### DOCUMENT PASSAGE
+-------+

He took an active part in the intellectual atmosphere that was shaping the Republic of Peru socially, politically, and culturally. At the national level, both political and cultural spheres meet in Mariátegui’s special interest in indigenous, economic, and literary issues, a convergence masterfully portrayed by means of the essay, the genre for which he is best known. This is clear from reading his most celebrated work, Siete ensayos de interpretacion de la realidad peruana (1928; Seven Interpretative Essays on Peruvian Reality), a text which has undergone more than 50 editions and several translations. In this corpus of seven essays, Mariátegui confronts the most important aspects of the Peruvian reality of his time, unearthing the past, unraveling the present, and composing a view of the future, all through his most original assessment of Marxist theory. The titles of these seven essays illustrate his particular perspective: “Esquema de la evolución ecónomica” (“Outline of the Economic EvolutionZ), “El problema del indio” (“The Problem of the Indian”), “El problema de la tierra” (“The Problem of the Land”), “El proceso de la instrucción pública” (“Public Education”), “El factor religioso” (“The Religious Factor”), “Regionalismo y centralismo” (“Regionalism and Centralism”), and “El proceso de la literatura” (“Literature on Trial”).
Mariátegui’s visionary and active involvement in Peruvian economic, political, and cultural matters—as national and international columnist, and as founder of Amauta, one of Latin America’s most prestigious critical forums—won him the reputation of being the first Marxist thinker of Latin America, as well as one of the most original interpreters of Marxist methodology, particularly as concerns possibilities for a more accurate portrayal of both Peruvian and other Latin American national realities. In this respect, he ranks with other outstanding intellectuals, such as Antonio Gramsci and Georg Lukács.

Mariategui por Carlos Tovar

Mariategui por Carlos Tovar

Mariátegui’s original view of Marxism reflects the influence of the deep religious, mystical, and poetic insights characteristic of the first part of his life, a period mostly spent in poverty and solitary seclusion due to his weak constitution. These insights surface in his view of Marxism as a social revolutionary praxis that cannot rest solely on invariably applied, objective, and scientific precepts, as was originally envisaged by the orthodox line of Soviet Marxism. Mariátegui realized that the application of such a social theory cannot be detached from the particular historical, social, economic, geographical, and cultural circumstances of a given nation. Thus, upon his return from forced exile in Europe in 1923, he came to understand that a “religious factor,” discovered within the popular masses, was part and parcel of “popular” behavior, as exhibited, for example, in such religious events as the Catholic procession. Mariátegui foresaw that if the masses could be imbued with the same mystical, mythical, and unifying fervor as that observed in these public acts, they could equally adopt such fervency in their pursuit of cultural and economic liberation from the feudal system that prevailed after their conquest and colonization by the Spanish crown.

+-------+

### CHALLENGE 1
According to the Mariátegui passage, in what year did he return from forced exile in Europe?
### CHALLENGE 2
Write out the Mariátegui passage between "Mariátegui’s visionary and" and "and Georg Lukács.", inclusive.
Rely only on the Mariátegui passage.

(Records of labeled points)
+-------+

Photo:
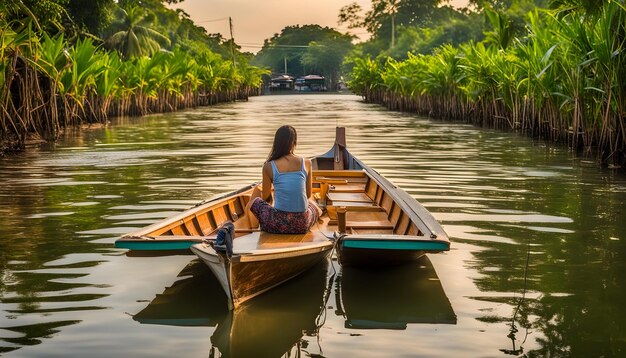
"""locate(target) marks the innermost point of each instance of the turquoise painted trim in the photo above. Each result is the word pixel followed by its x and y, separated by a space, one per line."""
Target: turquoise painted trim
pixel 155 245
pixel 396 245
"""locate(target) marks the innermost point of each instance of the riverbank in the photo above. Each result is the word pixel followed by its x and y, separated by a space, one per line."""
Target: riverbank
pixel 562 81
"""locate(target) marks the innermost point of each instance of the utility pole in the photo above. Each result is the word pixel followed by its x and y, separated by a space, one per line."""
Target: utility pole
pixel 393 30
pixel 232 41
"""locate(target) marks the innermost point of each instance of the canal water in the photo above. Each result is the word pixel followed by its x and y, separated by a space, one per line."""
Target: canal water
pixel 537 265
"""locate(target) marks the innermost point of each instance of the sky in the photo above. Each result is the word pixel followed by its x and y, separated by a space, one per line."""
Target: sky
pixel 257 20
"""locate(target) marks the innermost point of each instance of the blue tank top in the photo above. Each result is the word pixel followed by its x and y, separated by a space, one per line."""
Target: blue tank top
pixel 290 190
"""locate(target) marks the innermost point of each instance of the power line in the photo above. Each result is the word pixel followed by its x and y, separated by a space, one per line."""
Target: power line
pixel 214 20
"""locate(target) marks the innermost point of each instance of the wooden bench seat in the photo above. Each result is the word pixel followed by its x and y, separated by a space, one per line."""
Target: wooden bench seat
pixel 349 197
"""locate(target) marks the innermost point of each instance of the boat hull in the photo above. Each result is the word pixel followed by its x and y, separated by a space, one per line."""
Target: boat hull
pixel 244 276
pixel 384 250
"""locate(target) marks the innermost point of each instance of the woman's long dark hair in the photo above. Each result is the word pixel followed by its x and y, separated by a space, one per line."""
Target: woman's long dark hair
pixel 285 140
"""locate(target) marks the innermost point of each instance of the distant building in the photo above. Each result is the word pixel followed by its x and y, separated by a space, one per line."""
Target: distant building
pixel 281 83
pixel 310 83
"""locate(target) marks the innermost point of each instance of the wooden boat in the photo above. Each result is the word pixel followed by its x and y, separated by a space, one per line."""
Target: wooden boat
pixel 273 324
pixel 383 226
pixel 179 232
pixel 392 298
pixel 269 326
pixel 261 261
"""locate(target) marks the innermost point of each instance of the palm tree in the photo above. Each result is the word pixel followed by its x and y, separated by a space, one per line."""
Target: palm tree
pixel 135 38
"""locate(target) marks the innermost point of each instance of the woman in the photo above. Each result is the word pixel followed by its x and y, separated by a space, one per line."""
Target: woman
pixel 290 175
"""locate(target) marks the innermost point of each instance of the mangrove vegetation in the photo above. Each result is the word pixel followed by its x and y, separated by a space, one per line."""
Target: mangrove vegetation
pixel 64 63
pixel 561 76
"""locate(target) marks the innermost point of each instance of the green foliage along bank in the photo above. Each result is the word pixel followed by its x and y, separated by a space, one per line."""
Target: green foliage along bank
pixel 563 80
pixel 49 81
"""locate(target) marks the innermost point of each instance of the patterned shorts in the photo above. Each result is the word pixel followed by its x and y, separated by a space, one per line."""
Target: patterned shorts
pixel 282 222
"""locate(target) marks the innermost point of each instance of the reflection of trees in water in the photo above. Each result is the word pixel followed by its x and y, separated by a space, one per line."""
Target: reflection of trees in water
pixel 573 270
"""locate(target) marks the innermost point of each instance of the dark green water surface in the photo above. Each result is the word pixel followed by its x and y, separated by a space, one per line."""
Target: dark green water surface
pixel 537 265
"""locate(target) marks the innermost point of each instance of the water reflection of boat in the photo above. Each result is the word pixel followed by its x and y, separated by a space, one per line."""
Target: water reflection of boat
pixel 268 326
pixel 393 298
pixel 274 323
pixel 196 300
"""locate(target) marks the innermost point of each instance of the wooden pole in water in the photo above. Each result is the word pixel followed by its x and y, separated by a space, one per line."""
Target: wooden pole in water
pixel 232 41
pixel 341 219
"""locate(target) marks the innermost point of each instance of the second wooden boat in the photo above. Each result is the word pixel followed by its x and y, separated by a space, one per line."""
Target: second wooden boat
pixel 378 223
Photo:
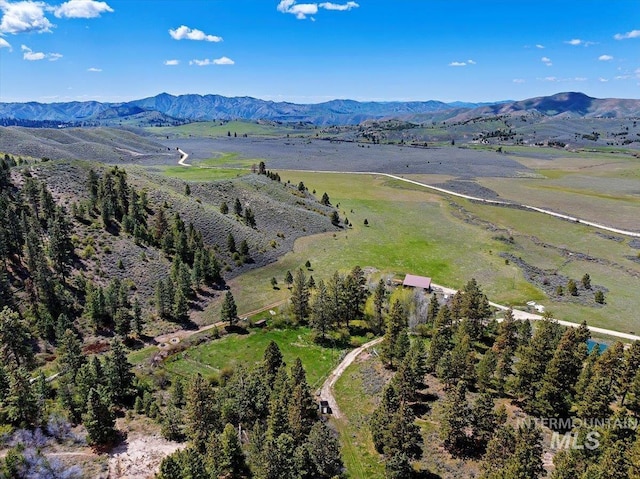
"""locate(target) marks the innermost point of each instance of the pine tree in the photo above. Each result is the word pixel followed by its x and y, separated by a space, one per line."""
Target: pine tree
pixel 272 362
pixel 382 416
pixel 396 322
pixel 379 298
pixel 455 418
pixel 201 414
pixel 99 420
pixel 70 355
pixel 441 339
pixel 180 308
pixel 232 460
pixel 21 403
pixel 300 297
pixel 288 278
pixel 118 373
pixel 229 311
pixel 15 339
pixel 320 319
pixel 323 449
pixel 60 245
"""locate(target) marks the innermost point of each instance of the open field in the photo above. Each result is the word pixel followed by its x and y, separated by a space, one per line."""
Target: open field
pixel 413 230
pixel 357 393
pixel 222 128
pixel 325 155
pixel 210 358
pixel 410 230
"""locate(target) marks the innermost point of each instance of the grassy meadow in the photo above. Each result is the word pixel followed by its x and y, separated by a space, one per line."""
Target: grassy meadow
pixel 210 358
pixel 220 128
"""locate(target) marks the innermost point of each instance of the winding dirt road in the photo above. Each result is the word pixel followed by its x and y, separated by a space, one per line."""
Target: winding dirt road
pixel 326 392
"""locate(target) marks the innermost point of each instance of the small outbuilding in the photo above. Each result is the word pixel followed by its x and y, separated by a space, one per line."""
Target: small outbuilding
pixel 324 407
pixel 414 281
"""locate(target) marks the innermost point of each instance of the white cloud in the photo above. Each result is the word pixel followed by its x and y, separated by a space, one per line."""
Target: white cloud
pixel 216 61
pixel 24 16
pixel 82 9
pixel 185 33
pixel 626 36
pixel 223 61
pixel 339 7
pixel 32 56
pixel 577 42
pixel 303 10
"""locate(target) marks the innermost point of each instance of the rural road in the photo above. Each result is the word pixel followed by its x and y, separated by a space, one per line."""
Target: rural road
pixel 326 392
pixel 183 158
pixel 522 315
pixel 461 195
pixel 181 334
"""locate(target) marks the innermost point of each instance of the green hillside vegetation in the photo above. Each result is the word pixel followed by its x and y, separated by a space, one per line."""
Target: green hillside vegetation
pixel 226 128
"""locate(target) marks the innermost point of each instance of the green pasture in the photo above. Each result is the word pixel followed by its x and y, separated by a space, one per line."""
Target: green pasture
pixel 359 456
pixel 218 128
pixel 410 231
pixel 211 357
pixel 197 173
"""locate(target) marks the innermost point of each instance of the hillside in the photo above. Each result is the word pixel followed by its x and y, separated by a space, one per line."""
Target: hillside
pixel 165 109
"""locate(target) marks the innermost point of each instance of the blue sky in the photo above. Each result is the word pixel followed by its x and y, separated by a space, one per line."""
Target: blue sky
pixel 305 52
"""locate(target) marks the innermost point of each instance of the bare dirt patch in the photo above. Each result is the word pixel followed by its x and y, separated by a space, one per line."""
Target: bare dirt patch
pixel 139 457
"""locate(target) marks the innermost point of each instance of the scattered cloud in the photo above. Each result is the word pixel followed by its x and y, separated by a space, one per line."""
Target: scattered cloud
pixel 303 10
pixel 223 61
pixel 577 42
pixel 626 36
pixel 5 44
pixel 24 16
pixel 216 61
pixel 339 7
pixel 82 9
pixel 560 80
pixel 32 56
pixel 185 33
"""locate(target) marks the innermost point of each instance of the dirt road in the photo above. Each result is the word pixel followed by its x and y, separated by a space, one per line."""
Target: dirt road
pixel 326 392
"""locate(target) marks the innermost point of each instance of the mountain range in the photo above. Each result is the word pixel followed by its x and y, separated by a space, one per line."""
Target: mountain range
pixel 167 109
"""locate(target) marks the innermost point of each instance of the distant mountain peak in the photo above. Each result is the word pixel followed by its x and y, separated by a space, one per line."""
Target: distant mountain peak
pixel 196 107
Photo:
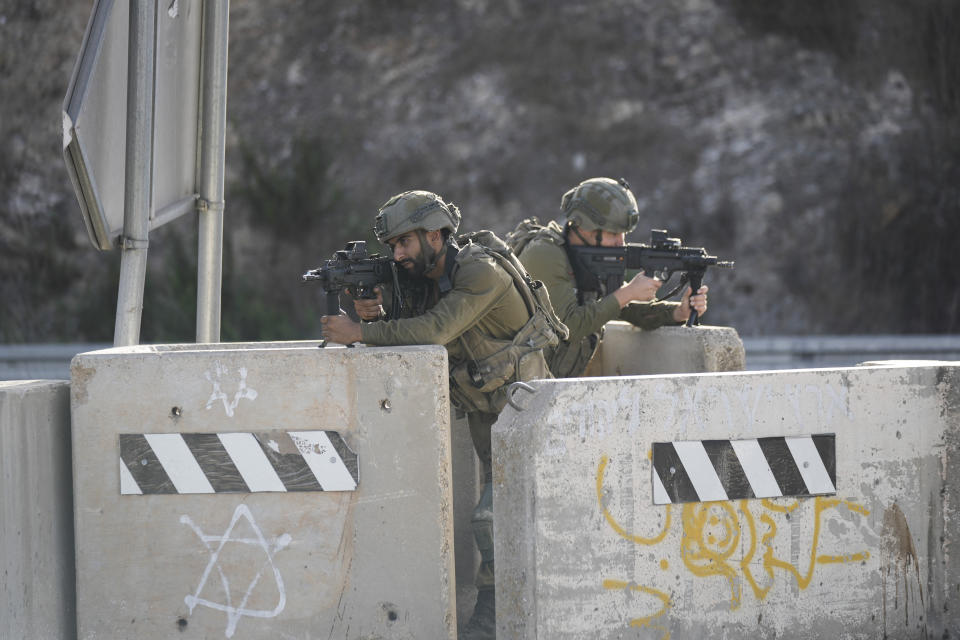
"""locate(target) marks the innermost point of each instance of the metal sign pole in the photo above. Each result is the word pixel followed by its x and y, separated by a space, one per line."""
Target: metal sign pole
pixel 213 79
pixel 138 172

+-------+

### TASK ANSWER 1
1923

### TASK ANSWER 2
Mariátegui’s visionary and active involvement in Peruvian economic, political, and cultural matters—as national and international columnist, and as founder of Amauta, one of Latin America’s most prestigious critical forums—won him the reputation of being the first Marxist thinker of Latin America, as well as one of the most original interpreters of Marxist methodology, particularly as concerns possibilities for a more accurate portrayal of both Peruvian and other Latin American national realities. In this respect, he ranks with other outstanding intellectuals, such as Antonio Gramsci and Georg Lukács.